# Try it:
In the records below, work out how many lines hold the word "shaped". Report the number alone.

# Provided data:
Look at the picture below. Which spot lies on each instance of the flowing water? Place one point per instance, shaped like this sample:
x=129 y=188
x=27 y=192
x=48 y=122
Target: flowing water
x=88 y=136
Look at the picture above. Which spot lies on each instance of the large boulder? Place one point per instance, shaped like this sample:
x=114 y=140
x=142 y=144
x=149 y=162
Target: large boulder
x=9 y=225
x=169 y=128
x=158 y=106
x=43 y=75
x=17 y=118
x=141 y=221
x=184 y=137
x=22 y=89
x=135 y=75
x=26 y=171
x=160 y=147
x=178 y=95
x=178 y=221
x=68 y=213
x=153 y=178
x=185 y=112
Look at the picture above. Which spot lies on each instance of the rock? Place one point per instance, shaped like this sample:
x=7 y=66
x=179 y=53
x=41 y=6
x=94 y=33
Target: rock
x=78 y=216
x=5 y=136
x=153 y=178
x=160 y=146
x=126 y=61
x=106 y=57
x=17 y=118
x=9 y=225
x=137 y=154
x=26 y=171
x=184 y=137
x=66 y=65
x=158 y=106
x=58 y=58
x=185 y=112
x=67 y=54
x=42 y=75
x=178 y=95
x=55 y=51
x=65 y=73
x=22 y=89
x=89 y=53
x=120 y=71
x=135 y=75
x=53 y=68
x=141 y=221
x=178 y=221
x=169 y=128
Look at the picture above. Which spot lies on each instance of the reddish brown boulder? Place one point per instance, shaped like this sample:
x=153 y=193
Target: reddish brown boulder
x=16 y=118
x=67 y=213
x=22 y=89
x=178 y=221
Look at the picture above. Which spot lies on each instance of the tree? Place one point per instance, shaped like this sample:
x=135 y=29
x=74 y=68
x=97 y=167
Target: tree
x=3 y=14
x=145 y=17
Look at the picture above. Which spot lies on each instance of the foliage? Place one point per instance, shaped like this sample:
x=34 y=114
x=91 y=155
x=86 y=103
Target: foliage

# Task output:
6